Exclude the pictures, and otherwise reproduce the data in full.
*** Dataset excerpts Section Begins ***
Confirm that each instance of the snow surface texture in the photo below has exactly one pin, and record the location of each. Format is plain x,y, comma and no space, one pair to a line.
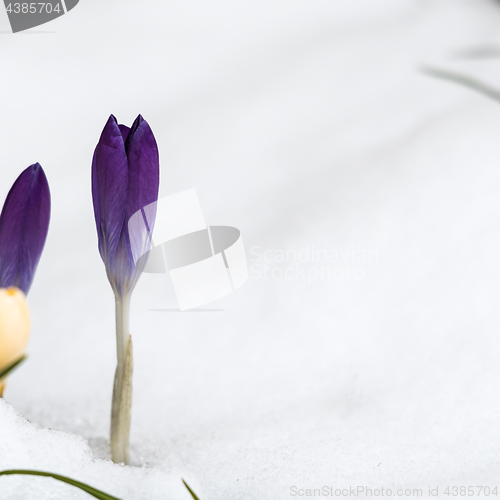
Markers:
307,125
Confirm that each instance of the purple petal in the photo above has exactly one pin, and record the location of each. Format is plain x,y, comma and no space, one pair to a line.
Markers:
109,187
125,131
24,224
144,166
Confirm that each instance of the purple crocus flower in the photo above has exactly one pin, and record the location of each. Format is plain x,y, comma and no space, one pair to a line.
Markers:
125,179
24,224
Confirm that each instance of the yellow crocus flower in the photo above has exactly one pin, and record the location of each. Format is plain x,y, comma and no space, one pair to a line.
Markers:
14,327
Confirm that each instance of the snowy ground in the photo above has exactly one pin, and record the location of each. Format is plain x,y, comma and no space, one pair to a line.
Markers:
308,125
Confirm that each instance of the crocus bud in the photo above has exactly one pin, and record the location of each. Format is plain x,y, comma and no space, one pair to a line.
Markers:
125,179
24,223
14,327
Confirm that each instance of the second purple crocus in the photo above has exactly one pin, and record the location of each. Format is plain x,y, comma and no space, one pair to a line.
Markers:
24,224
125,179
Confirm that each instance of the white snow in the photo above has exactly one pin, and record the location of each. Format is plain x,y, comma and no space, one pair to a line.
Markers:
309,126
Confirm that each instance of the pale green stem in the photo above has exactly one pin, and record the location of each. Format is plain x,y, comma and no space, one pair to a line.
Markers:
122,389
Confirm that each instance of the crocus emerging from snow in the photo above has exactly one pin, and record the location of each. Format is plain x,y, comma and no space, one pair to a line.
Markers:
125,179
14,327
24,223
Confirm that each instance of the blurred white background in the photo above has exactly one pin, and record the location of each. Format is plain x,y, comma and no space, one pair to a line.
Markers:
307,125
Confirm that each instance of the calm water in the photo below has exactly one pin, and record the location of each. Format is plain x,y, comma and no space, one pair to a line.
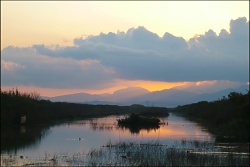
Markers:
81,136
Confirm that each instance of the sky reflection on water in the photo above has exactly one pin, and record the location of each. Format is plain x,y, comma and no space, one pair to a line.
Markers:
81,136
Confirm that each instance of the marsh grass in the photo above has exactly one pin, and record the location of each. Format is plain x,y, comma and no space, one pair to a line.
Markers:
183,153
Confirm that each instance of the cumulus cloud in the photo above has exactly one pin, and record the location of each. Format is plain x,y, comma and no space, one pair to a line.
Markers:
137,54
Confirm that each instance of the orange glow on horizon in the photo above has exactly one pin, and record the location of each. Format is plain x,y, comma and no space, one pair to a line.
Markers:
119,84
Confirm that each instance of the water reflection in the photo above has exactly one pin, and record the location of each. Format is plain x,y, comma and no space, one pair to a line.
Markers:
93,133
16,138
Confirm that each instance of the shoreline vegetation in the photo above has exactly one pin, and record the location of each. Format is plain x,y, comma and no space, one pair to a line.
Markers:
136,122
15,105
226,118
191,153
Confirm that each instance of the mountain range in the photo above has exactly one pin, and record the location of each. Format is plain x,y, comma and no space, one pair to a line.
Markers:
137,95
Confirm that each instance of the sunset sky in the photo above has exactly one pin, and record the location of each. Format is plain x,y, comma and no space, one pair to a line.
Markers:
63,47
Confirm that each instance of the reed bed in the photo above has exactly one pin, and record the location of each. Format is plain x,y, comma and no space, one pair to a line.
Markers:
188,153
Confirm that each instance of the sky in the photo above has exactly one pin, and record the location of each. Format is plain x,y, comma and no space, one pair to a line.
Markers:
64,47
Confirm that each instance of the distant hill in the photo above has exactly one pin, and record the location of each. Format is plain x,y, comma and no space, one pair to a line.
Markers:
137,95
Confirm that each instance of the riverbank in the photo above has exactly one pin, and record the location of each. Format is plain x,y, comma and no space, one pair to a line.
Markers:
192,153
226,118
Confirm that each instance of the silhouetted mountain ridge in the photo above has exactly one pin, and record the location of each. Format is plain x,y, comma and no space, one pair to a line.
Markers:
137,95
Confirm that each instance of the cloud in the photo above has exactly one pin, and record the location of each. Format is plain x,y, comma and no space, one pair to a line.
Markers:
137,54
53,72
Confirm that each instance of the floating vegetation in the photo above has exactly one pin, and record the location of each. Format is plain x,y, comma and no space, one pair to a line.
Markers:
135,122
192,153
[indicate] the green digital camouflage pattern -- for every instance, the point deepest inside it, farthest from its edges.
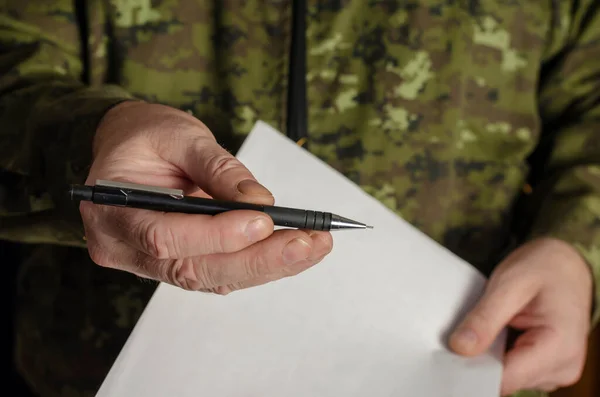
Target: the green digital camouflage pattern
*** Dataset excerpts Section Ends ***
→ **Result of this exercise**:
Confirm that each instance of the snow surface texture in the photo below has exactly one pin, and record the location of each. Format is plain x,y, comma and no space, one pair to a line.
Markers:
307,125
Confirm that each instance of the purple petal in the photo above has exactly one pin, and record the location of each. Format is plain x,y, comma and no space, one pair to a line.
Markers:
109,187
125,131
24,224
144,166
Confirm that each instance of the purple crocus flower in the photo above has exactly one pin, and record the location of each. Format is plain x,y, comma and no space, one pair to a line.
Markers:
125,179
24,224
Confirm that each instance of the yellow crocus flower in the photo above has exactly one pin, and record the location of each. Format is plain x,y, comma and no space, one pair to a line.
Markers:
14,327
Confirm that each instance of the snowy ground in the photo above has exactly one pin, and record the location of each. Format is plain x,y, comma and no space, one pair to a line.
Markers:
308,125
Confirm that each instance of the crocus bud in the photo above has exactly one pin, and record the location of each. Format is plain x,y, comma and no space, one pair to a line.
Markers:
125,179
24,223
14,327
Confirm that each instance of the second purple crocus in the photo above has exactly one pin, and record the location of each. Format is plain x,y, comma and no space, one pair to a line.
Markers:
24,224
125,179
Confirm that each instance of the white snow in the photo above has exactly one pin, and record the location of each. Format is plain x,y, comma and no space, one pair to a line.
Markers:
309,126
Confirm that each instance of the pale green stem in the photo above has exactly one pin, and record the location of each. Format is plain x,y, comma and no space, one pair to a line.
Markers:
122,389
Confirm that each instance of the crocus emerging from snow in the photo above has exactly one pin, and record the location of each. Format is plain x,y, comma and no space, one pair to a line.
Markers:
125,179
14,327
24,223
Confirm that each instance of the blurred white background in the photo above has exactly one pin, and record the location of each. Format is plain x,y, comma and no space, one pair to a line.
Markers:
307,125
Confirm that each instance of the calm water in the photo below has exactly one pin, and record the location of each. Format is plain x,y, comma and no space, one pair to a line.
Markers:
81,136
Confirm that each instance of the sky reflection on water in the photo above has exactly one pin, and record the location of each. Format is plain x,y, comma and no space, one pair to a line.
Markers:
81,136
Confirm that each instance of the marsh grass in the photo above has exactly one pin, and record the location of each. Format is plain x,y, comma and no space, one pair to a line.
Markers:
183,153
Confirm that each instance of the cumulus cloud in the photo above has exactly one pin, and record the location of each. Format is plain x,y, comma and no space, one pair to a line.
Markers:
137,54
Confirm that each instance of the orange glow on horizon in the photo above has exactly one pin, and record the location of each. Format is plain x,y, comma and no space, one pair to a line.
Markers:
119,84
Confirm that each instance of the water reflection in the photo above has exactly one pin, and record the location of each. Format is plain x,y, comma and no space, one pair to a line.
Markers:
93,133
16,138
Confirm that each instance of the shoreline vegetation in the photo above has exactly one pin, and record the location of each. Format is plain x,y, comma and no space, one pair to a line.
Markers:
136,122
15,105
226,118
191,153
Confirm that each instance of the mountain range in the photo above has exactly one pin, and record the location of each. Format is plain x,y, comma and no space, one pair to a line.
Markers:
137,95
Confirm that each instance of the sunset sky in the photo above has exactly one pin, and record the location of each. Format is plain x,y, comma and no space, one pair to a line.
Markers:
63,47
Confirm that each instance of the reed bed in the photo above has exactly one pin, and record the location of each. Format is plain x,y, comma and no space, one pair to a line.
Markers:
188,153
Confirm that each instance of the sky in the photo above has exactly one pin, and record the location of each. Format is plain x,y, comma and no space, one pair to a line.
Markers:
64,47
Confirm that each instance of the distant hill in the photo above has exactly one pin, and record the location of each. Format is plain x,y, comma and no space, one pair to a line.
Markers:
137,95
Confirm that each instance of the riverbank in the photo above has exactly one pin, and record the location of each. Format is plain x,y, comma and no space, one pair to a line.
Markers:
192,153
226,118
Confirm that each instance of the silhouetted mountain ridge in the photo above has exactly one pin, and record the location of each. Format is plain x,y, comma and no space, one pair to a line.
Markers:
137,95
Confirm that each instance of the cloud in the photo above has exactly one pin, and record the location of each. Format is plain x,y, comma and no space, one pair to a line.
Markers:
137,54
53,72
Confirm that each instance of the floating vegetation in the photo above has exactly one pin, and record the location of each. Format is plain x,y, comma and no space, one pair to a line.
Markers:
135,122
192,153
[indicate] the green digital camouflage pattern -- for every instance, the point deepest inside it, farthest from its edges.
Target: the green digital camouflage pattern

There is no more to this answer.